DIRECTION 1 ::
In the excerpt on David Price's pitching mechanics, why does the author think something bigger than the synchronized glove-side and lift-leg movement is at play? Answer in one to three sentences.
DIRECTION 2 ::
Please write a continuation of the excerpt on Price's pitching mechanics, starting after its final sentence.

EXCERPT PROVIDED ::
Both of the starts were against the rival Yankees, opening up the possibility that the Yanks have figured out an approach that works particularly well against Price, but recent revelations have revealed that the Sox see a problem with Price's mechanics. It apparently started with something that was noticed by Dustin Pedroia based on his past meetings with Price, before the southpaw was a member of the Red Sox. Pedroia thought that there was a difference in the way that Price's hands were connected to the actions of his lift leg, as his movement early in the kinetic chain used to move in sequence—as if his glove hand and front knee were “connected by a string.” The sentiment was echoed by Price himself as well as manager John Farrell, and they are now working to address the problem in order to bring his delivery closer to what worked for Price in the past.

2015

2016

The connection between his lifting the arms and lifting the front leg is specific to the windup, but Price's issues have extended to the stretch, as well. I think that there is a bigger element at play than the synchronized movement of glove-side and lift leg, and Price himself mentioned it when talking about the changes that he wants to make: “My leg lift, (in the past) it at least comes up to my belt if not a little higher. And for right now, it's almost a slide-step out of the windup.”

EXCERPTED RECORDS ::
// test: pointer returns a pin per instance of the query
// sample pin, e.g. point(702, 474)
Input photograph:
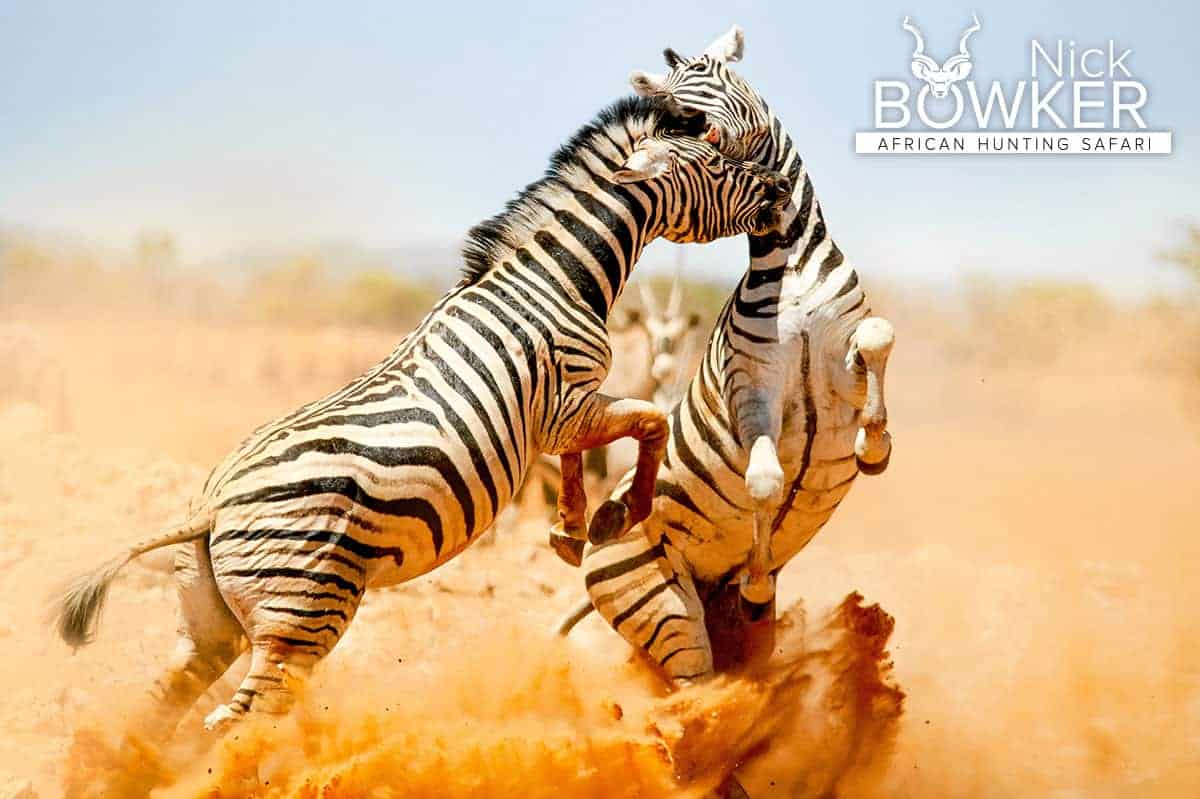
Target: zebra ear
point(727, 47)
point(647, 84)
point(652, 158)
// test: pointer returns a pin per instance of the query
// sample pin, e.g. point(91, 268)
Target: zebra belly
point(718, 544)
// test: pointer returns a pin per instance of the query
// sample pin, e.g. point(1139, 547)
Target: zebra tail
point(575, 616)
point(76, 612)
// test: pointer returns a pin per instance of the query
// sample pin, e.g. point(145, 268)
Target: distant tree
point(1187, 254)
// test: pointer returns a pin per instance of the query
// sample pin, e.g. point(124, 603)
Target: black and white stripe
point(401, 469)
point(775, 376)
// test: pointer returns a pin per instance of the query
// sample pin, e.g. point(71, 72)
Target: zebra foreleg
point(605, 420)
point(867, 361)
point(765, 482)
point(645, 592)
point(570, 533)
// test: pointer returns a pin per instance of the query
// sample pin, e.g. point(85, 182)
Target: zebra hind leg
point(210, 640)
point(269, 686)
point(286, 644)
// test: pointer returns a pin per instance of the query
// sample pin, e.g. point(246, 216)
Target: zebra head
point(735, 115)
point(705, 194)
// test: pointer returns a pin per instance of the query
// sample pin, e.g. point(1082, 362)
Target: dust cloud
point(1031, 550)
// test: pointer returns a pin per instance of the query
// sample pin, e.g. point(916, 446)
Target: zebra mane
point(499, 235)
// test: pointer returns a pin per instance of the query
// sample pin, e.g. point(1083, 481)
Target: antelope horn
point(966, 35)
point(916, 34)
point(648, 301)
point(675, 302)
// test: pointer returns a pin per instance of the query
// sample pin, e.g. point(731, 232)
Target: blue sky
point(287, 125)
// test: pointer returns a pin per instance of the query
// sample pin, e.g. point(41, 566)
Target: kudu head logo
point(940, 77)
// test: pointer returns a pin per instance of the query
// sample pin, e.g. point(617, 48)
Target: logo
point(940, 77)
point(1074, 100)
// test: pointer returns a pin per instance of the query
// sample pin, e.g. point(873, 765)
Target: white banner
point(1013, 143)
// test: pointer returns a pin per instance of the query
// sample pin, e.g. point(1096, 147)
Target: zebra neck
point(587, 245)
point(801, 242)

REPLY 1 ::
The link between lifting the arms and lifting the front leg applies only to the windup, yet Price's problems also show up from the stretch. The author points to the factor Price himself named: his leg lift, which used to reach his belt or higher, is now almost a slide-step out of the windup.

REPLY 2 ::
I think this last point is key. I have noticed that Price's leg lift has become increasingly muted over the past few years, and this season his description is particularly apt; even from the windup, it looks like Price is using a slide step. I'm a loud opponent of the slide step, and the reason is that it compromises a pitcher's timing and saps him of stride length (and thus release distance), and right now Price is feeling the impact that these two elements can have. Even pitchers with excellent stuff become a shell of their potential when pitch command is compromised, and this is particularly true for a pitcher whose baseline command is elite, such as Price. He lives on the edges of the zone, constantly nibbling by using exceptional command to stay away from the middle of the strike zone, but his relative lack of command this season combined with the shallower release point means that batters are getting a longer look at the baseball and finding that it ends up in more favorable locations, a blend that has left Price battered and bruised.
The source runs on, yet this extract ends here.